══ PROVIDED RECORDS ══
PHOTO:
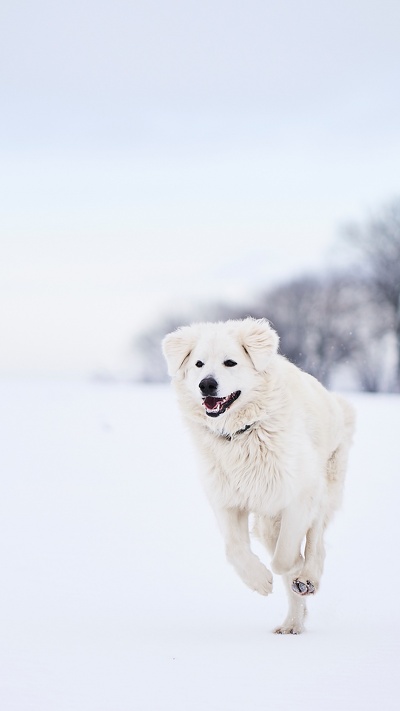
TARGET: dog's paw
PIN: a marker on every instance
(290, 628)
(259, 579)
(303, 587)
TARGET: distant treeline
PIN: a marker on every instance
(342, 327)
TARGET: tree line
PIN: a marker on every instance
(342, 327)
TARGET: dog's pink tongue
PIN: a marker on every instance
(211, 402)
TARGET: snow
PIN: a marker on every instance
(115, 594)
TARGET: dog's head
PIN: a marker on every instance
(220, 363)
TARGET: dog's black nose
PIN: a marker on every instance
(208, 386)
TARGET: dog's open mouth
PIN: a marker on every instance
(217, 405)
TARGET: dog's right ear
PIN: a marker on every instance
(176, 347)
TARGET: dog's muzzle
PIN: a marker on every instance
(216, 406)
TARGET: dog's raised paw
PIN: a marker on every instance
(289, 629)
(303, 588)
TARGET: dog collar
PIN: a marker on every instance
(229, 437)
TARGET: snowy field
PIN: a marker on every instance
(115, 594)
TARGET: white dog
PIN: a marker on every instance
(274, 443)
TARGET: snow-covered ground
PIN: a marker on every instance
(114, 590)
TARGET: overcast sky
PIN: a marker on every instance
(155, 152)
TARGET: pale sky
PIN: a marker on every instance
(153, 153)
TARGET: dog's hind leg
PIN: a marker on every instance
(234, 525)
(308, 580)
(294, 621)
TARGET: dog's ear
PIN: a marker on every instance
(176, 347)
(259, 340)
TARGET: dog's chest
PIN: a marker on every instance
(247, 473)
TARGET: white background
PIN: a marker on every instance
(154, 153)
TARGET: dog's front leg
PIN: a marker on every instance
(287, 558)
(234, 524)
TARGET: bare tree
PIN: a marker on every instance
(378, 243)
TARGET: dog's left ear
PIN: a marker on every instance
(259, 340)
(176, 347)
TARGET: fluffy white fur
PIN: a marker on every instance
(279, 452)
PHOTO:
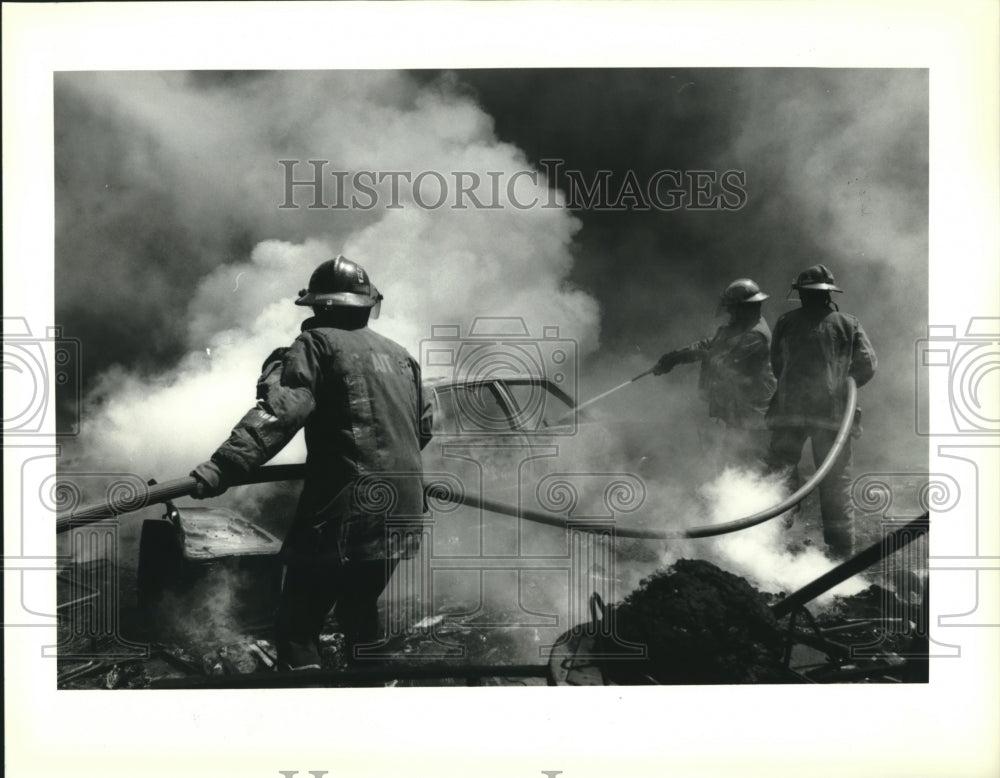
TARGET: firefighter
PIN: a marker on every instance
(735, 376)
(358, 395)
(815, 349)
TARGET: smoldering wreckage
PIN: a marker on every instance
(691, 623)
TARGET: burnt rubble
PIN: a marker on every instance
(700, 625)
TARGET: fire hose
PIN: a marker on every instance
(182, 487)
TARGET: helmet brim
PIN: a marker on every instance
(345, 299)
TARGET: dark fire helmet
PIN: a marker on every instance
(340, 282)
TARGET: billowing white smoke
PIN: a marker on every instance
(434, 266)
(761, 553)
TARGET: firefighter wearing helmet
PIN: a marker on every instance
(358, 396)
(814, 350)
(735, 376)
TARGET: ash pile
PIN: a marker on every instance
(699, 625)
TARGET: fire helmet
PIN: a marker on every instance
(742, 290)
(817, 277)
(340, 282)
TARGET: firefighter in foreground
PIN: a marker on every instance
(358, 396)
(735, 377)
(814, 350)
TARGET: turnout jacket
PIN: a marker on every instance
(812, 354)
(735, 377)
(358, 395)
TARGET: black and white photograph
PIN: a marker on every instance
(352, 387)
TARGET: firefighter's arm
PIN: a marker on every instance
(692, 353)
(776, 362)
(864, 363)
(286, 392)
(425, 409)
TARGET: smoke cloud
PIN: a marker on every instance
(187, 322)
(177, 269)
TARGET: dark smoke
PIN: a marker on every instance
(836, 169)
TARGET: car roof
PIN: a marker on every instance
(452, 380)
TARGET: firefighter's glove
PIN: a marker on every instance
(666, 364)
(210, 482)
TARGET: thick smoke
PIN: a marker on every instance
(197, 160)
(177, 268)
(836, 172)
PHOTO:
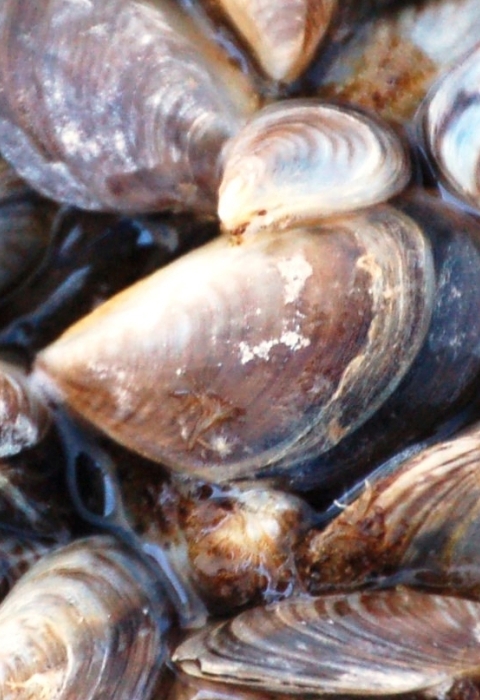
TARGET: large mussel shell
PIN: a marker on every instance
(443, 378)
(190, 385)
(368, 644)
(80, 123)
(389, 62)
(84, 622)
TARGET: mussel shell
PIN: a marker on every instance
(299, 161)
(282, 36)
(84, 622)
(83, 126)
(443, 379)
(24, 417)
(189, 688)
(389, 62)
(449, 127)
(368, 644)
(283, 343)
(419, 519)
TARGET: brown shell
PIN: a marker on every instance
(300, 161)
(271, 347)
(282, 36)
(122, 112)
(84, 621)
(362, 644)
(420, 517)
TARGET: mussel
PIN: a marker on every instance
(81, 126)
(235, 546)
(363, 644)
(416, 519)
(283, 37)
(298, 162)
(87, 621)
(449, 120)
(284, 346)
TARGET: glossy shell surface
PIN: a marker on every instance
(189, 386)
(301, 161)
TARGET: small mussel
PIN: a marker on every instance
(85, 622)
(390, 61)
(366, 644)
(418, 519)
(282, 36)
(284, 345)
(233, 545)
(300, 161)
(450, 118)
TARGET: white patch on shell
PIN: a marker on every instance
(295, 271)
(293, 340)
(221, 445)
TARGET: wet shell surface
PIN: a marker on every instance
(282, 36)
(300, 161)
(185, 384)
(391, 61)
(419, 518)
(86, 127)
(376, 643)
(450, 129)
(84, 622)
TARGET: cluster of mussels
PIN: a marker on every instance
(240, 342)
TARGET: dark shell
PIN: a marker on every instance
(418, 519)
(444, 376)
(319, 309)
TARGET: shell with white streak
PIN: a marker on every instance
═══
Copy all of the lines above word for word, but leave out the pictures.

PHOTO:
TARGET: dog's paw
PIN: a marker on every instance
(290, 628)
(259, 579)
(303, 587)
TARGET: distant treeline
PIN: a marker on every instance
(342, 327)
TARGET: tree line
PIN: a marker on every instance
(342, 327)
TARGET: dog's pink tongue
PIN: a marker on every instance
(211, 402)
TARGET: snow
PIN: a marker on every instance
(115, 594)
TARGET: dog's head
PIN: a marker on every instance
(220, 363)
TARGET: dog's black nose
PIN: a marker on every instance
(208, 386)
TARGET: dog's open mouth
PIN: a marker on every instance
(217, 405)
TARGET: dog's right ear
PIN: a marker on every instance
(176, 347)
TARGET: dog's muzzle
PIN: a marker on every instance
(216, 406)
TARGET: dog's raised paw
PIN: a marker on every instance
(289, 629)
(303, 588)
TARGET: dog collar
PIN: a marker on every instance
(229, 437)
TARGET: snowy field
PIN: a marker on every instance
(115, 594)
TARGET: white dog
PIN: a marker on every instance
(274, 443)
TARGET: snow-covered ground
PIN: a marker on every instance
(114, 590)
TARGET: overcast sky
PIN: a marker on every instance
(155, 152)
TARGET: pale sky
PIN: a marker on every instance
(153, 153)
TARGET: dog's hind leg
PIN: a marker on every instance
(234, 525)
(308, 580)
(294, 621)
TARGET: dog's ear
PIN: a marker on every instance
(176, 347)
(259, 340)
TARGET: dog's chest
PIN: a marker on every instance
(247, 473)
TARGET: white background
PIN: a marker on every instance
(154, 153)
TARGET: dog's front leg
PIN: a marker on every instance
(287, 558)
(234, 524)
TARGET: bare tree
PIN: a marker on every instance
(378, 243)
TARGET: dog's left ear
PIN: a marker on every instance
(259, 340)
(176, 347)
TARGET: fluffy white fur
PIN: a marker on every instance
(279, 452)
PHOTO:
TARGET: firefighter
PIN: a marker on every instance
(735, 376)
(358, 395)
(815, 349)
TARGET: smoldering wreckage
PIN: a marker on every instance
(691, 623)
TARGET: burnt rubble
PIN: a marker on every instance
(700, 625)
TARGET: fire hose
PIN: a marker on every instance
(182, 487)
TARGET: helmet brim
PIN: a marker on every instance
(345, 299)
TARGET: dark fire helmet
PIN: a marker on every instance
(340, 282)
TARGET: billowing white smoke
PIN: a marker on every instance
(434, 266)
(761, 553)
TARGET: firefighter wearing helmet
PIN: a marker on every instance
(358, 396)
(814, 350)
(735, 376)
TARGET: ash pile
PIN: a marker on every instance
(699, 625)
TARGET: fire helmet
PIN: a marker on every instance
(742, 290)
(817, 277)
(340, 282)
TARGET: firefighter in foreground
PIN: a marker on every instance
(358, 396)
(735, 377)
(814, 350)
TARGET: turnout jacket
PIN: a marker on every instance
(812, 354)
(735, 377)
(358, 395)
TARGET: black and white photograph
PIN: a marker on every instance
(352, 387)
TARGET: firefighter's arm
PIN: a marker on every instance
(692, 353)
(776, 362)
(864, 363)
(286, 392)
(425, 409)
TARGET: smoke cloud
PIN: a marker on every instance
(187, 322)
(177, 269)
TARGET: dark smoke
PIN: a marker on every instance
(836, 169)
TARGET: car roof
PIN: a marker on every instance
(452, 380)
TARGET: firefighter's glove
PIN: a marker on every instance
(666, 364)
(210, 482)
TARGET: thick smoke
PIN: a marker on every instance
(197, 160)
(177, 268)
(836, 172)
PHOTO:
TARGET: large mussel shell
PIN: a marker on every instance
(443, 378)
(190, 385)
(368, 644)
(80, 123)
(389, 62)
(84, 622)
TARGET: mussel shell
PIN: a marker on every instance
(299, 161)
(282, 36)
(84, 622)
(83, 126)
(443, 379)
(24, 417)
(189, 688)
(389, 62)
(449, 127)
(368, 644)
(283, 343)
(419, 519)
TARGET: brown shell
PIN: a marker on every instance
(300, 161)
(271, 347)
(282, 36)
(122, 112)
(84, 621)
(362, 644)
(420, 517)
TARGET: mussel
PIN: a marker on every instance
(81, 126)
(235, 546)
(363, 644)
(416, 519)
(283, 37)
(298, 162)
(87, 621)
(449, 120)
(284, 346)
TARGET: glossy shell surface
PIN: a marker on every instance
(189, 386)
(301, 161)
TARGET: small mussel
PIN: a marker on every instance
(85, 622)
(390, 61)
(366, 644)
(418, 519)
(282, 36)
(284, 345)
(233, 545)
(300, 161)
(450, 118)
TARGET: white patch on shell
PIN: a marker on every instance
(295, 271)
(293, 340)
(221, 445)
TARGET: wet shell surface
PIN: a marker on every instance
(282, 36)
(300, 161)
(185, 384)
(391, 61)
(419, 518)
(86, 127)
(376, 643)
(450, 129)
(84, 622)
TARGET: cluster of mussels
PIN: a marker on every instance
(240, 342)
TARGET: dark shell
PIN: a marker on every instance
(418, 519)
(444, 376)
(319, 309)
TARGET: shell with white streak
PIN: a marker on every instance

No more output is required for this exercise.